> Extract:
▬▬▬

Day 32: Smelting
Gold
I'm feeling
a lot more mobile than I did at the end of the last challenge. Even with
rest, it's going to take 5 or 6 weeks for my ribs to mend, and I
plan to take things easy in this final programme.
My final challenge
is to purify all the gold that we've amassed - ‘amassed'
seems a rather grand word for the 6g that we've managed to extract
over the last 5 weeks. Kate tells me that I'm in charge of building
a furnace to smelt the gold. Once we've done that, Jonathan, Ellen
and Kathy have the job of designing and making something from the pure
gold that we manage to recover.
We all set about designing a furnace that we hope will give us the 1200
or so degees Celsius that are needed to melt the gold. In the kit for
this challenge, we've been given a pile of firebricks, which will
help enormously. We decide that we need to insulate the firebricks with
clay mixed with charcoal, so that as much of the heat that's generated
by the burning coals will stay inside the furnace and not be lost to the
outside world. There are enough firebricks to build a double-walled furnace,
but we won't be able to build the outer wall until the inner wall
of firebrick (lined with clay/charcoal) has dried out. We set about constructing
the inner furnace, with Kathy and Ellen doing a great job of churning
out loads of clay/charcoal ‘pizzas'.

▬▬▬

> Input:
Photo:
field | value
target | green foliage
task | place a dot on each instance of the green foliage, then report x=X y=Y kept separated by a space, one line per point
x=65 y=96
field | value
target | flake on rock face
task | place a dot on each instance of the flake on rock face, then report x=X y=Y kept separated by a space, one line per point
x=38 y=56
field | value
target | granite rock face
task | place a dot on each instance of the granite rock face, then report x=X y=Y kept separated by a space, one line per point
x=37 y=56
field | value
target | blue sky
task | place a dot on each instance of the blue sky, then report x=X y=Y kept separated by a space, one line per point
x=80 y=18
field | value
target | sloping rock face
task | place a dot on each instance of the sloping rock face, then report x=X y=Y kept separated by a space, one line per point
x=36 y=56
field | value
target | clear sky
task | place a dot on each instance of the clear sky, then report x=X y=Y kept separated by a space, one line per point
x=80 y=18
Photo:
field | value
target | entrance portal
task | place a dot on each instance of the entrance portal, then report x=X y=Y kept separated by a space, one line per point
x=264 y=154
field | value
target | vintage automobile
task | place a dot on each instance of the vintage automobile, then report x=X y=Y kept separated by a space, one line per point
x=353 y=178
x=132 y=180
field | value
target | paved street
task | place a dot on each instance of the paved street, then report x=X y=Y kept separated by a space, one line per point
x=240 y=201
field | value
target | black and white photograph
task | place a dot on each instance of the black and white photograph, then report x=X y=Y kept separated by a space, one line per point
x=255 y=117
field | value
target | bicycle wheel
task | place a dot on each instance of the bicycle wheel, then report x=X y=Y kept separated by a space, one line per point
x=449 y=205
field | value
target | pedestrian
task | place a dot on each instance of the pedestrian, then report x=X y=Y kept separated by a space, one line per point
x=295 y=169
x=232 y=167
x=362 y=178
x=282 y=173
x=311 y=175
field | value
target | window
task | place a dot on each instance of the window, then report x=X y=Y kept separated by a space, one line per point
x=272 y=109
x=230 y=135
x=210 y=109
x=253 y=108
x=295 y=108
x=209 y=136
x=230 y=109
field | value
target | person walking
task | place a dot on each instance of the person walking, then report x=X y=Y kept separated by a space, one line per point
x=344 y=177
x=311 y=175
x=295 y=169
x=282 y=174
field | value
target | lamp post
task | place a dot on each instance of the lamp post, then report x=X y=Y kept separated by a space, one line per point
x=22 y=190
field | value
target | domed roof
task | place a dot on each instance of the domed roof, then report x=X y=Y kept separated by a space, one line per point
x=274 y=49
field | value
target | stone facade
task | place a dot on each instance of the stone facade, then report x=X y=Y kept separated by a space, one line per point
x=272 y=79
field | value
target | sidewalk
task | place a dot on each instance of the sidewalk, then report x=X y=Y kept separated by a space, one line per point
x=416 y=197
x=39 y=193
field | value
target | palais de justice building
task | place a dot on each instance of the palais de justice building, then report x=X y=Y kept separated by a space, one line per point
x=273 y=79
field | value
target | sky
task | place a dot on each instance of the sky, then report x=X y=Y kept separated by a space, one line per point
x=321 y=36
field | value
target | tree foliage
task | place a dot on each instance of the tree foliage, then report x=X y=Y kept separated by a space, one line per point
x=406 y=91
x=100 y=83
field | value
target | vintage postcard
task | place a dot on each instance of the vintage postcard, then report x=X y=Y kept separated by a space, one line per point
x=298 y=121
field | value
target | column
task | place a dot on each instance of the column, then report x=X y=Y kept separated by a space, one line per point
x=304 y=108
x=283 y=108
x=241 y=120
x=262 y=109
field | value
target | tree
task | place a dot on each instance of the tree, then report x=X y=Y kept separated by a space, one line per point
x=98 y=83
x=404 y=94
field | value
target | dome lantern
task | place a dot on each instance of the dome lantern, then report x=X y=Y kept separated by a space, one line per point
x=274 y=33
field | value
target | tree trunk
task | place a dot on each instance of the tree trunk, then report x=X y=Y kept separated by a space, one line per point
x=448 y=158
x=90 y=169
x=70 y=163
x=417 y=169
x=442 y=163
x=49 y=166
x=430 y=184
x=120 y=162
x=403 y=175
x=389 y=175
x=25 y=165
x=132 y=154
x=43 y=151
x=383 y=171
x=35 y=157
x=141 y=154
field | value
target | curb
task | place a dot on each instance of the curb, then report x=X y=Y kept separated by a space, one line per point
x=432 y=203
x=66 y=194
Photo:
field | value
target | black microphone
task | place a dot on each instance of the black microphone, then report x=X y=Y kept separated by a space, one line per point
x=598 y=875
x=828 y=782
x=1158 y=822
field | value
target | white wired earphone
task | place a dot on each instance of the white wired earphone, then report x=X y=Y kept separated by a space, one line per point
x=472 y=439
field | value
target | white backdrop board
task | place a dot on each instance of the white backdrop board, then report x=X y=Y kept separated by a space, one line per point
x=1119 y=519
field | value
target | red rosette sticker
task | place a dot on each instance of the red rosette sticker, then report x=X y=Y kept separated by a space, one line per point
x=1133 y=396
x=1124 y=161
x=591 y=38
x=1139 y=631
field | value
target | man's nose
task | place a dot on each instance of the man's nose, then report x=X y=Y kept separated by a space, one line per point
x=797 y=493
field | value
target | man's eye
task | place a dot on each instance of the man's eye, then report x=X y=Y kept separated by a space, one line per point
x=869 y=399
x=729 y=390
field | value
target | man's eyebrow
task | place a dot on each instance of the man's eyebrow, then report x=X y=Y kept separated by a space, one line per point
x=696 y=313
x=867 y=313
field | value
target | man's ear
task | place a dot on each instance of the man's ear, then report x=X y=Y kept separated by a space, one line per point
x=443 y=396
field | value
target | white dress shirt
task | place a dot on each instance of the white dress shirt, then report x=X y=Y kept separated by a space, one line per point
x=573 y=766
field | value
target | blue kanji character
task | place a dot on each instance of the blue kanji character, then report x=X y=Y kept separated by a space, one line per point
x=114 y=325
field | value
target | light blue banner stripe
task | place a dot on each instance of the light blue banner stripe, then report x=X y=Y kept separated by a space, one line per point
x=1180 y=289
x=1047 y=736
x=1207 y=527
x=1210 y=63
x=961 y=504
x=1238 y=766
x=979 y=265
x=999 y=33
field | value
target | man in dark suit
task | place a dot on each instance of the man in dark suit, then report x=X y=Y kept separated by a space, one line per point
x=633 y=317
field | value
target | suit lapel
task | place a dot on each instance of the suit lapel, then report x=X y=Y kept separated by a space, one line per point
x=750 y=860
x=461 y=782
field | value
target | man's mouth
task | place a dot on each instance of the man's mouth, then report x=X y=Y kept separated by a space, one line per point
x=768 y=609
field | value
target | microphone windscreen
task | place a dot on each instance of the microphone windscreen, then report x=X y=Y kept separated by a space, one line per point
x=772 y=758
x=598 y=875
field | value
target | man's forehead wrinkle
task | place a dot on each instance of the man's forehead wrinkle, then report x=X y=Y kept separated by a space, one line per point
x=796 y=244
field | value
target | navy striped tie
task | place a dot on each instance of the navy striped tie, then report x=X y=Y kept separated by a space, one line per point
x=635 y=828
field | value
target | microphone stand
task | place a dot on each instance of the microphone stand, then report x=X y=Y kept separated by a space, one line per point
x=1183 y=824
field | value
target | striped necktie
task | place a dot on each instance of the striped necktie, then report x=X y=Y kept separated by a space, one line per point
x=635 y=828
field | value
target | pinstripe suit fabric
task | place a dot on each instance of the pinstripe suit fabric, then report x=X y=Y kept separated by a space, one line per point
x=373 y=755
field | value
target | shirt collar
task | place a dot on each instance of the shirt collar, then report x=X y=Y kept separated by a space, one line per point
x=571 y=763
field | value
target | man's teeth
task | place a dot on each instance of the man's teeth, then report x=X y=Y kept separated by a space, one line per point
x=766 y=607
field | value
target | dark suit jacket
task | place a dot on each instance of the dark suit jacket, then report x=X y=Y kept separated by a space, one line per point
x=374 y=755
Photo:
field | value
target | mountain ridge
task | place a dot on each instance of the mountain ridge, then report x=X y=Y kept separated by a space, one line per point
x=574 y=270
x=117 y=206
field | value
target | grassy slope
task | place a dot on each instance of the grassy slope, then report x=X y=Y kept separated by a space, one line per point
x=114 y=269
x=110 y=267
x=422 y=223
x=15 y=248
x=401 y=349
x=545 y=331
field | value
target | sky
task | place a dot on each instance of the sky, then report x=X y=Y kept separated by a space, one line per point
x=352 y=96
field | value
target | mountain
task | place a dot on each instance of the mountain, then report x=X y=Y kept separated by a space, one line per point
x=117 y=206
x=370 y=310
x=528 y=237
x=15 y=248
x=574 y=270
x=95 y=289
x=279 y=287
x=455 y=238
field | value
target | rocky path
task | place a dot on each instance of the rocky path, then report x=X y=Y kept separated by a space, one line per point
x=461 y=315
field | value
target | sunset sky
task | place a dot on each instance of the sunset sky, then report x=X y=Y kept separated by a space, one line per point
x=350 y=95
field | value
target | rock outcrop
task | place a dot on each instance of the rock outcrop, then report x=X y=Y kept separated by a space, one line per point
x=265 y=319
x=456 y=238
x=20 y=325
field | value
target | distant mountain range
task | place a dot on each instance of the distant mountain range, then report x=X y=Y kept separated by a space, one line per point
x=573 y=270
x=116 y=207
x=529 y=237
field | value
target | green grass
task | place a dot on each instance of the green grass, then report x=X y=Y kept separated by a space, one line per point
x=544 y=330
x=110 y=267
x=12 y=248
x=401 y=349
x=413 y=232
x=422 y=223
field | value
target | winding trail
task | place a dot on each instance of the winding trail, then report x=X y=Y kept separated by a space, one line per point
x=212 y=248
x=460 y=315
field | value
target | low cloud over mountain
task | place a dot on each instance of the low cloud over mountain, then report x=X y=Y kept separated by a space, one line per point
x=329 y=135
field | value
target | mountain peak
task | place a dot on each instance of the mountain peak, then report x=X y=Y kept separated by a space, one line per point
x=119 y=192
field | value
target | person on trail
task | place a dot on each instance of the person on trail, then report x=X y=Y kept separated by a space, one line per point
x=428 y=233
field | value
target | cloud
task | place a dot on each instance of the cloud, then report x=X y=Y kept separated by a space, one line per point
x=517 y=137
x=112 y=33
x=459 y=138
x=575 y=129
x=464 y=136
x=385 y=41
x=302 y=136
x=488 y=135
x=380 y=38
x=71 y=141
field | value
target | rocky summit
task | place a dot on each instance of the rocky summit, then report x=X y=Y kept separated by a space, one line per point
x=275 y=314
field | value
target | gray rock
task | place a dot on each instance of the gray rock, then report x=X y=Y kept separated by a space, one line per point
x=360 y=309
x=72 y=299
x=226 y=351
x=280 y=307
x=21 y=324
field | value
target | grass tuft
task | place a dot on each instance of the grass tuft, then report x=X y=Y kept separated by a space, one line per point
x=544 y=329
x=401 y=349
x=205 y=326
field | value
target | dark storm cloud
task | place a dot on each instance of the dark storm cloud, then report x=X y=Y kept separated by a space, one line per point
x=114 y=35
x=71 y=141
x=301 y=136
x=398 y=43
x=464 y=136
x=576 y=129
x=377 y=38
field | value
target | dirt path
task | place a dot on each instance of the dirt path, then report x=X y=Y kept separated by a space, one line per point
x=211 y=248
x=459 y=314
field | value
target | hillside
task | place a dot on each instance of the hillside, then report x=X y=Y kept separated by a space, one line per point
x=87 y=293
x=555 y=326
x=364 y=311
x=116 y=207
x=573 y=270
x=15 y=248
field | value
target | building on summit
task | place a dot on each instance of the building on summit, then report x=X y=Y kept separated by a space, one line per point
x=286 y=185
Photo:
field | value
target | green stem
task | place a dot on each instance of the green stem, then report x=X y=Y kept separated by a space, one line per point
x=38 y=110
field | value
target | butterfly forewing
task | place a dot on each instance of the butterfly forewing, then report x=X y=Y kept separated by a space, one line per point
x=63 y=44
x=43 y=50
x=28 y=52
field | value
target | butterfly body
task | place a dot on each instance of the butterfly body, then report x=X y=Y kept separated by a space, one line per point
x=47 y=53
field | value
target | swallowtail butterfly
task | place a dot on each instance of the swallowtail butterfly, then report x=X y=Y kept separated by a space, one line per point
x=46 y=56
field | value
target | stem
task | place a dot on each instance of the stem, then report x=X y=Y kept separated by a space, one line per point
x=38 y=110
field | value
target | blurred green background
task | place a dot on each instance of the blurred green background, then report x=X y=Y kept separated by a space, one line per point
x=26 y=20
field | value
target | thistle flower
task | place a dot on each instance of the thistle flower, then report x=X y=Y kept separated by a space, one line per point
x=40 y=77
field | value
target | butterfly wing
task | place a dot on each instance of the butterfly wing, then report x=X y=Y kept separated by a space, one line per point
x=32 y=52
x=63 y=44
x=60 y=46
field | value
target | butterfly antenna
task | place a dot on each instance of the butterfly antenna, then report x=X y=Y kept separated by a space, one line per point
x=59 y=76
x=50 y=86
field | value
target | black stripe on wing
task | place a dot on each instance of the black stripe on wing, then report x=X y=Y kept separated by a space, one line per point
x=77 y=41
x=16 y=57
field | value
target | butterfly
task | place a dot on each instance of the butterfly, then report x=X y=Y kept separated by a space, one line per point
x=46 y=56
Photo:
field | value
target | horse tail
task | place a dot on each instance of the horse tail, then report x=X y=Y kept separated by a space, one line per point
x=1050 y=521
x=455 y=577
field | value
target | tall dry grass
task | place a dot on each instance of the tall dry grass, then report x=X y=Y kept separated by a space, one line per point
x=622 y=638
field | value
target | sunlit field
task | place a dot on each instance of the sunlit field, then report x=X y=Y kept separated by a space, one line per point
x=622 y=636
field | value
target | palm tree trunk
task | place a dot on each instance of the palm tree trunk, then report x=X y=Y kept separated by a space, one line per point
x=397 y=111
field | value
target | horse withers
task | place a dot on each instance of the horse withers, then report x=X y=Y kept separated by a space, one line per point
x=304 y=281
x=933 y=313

▬▬▬

> Given request 1: Reproduce the passage of the Day 32 entry that begins at the words "Day 32: Smelting" and stops after "manage to recover.".
> Given request 2: Convert the rows into a JSON list of strings, one string per line and blank lines omitted, starting at the first line of the rows and ending after the line that contains "x=264 y=154".

> Written solution 1:
Day 32: Smelting
Gold
I'm feeling
a lot more mobile than I did at the end of the last challenge. Even with
rest, it's going to take 5 or 6 weeks for my ribs to mend, and I
plan to take things easy in this final programme.
My final challenge
is to purify all the gold that we've amassed - ‘amassed'
seems a rather grand word for the 6g that we've managed to extract
over the last 5 weeks. Kate tells me that I'm in charge of building
a furnace to smelt the gold. Once we've done that, Jonathan, Ellen
and Kathy have the job of designing and making something from the pure
gold that we manage to recover.

> Written solution 2:
[
  "Photo:",
  "field | value",
  "target | green foliage",
  "task | place a dot on each instance of the green foliage, then report x=X y=Y kept separated by a space, one line per point",
  "x=65 y=96",
  "field | value",
  "target | flake on rock face",
  "task | place a dot on each instance of the flake on rock face, then report x=X y=Y kept separated by a space, one line per point",
  "x=38 y=56",
  "field | value",
  "target | granite rock face",
  "task | place a dot on each instance of the granite rock face, then report x=X y=Y kept separated by a space, one line per point",
  "x=37 y=56",
  "field | value",
  "target | blue sky",
  "task | place a dot on each instance of the blue sky, then report x=X y=Y kept separated by a space, one line per point",
  "x=80 y=18",
  "field | value",
  "target | sloping rock face",
  "task | place a dot on each instance of the sloping rock face, then report x=X y=Y kept separated by a space, one line per point",
  "x=36 y=56",
  "field | value",
  "target | clear sky",
  "task | place a dot on each instance of the clear sky, then report x=X y=Y kept separated by a space, one line per point",
  "x=80 y=18",
  "Photo:",
  "field | value",
  "target | entrance portal",
  "task | place a dot on each instance of the entrance portal, then report x=X y=Y kept separated by a space, one line per point",
  "x=264 y=154"
]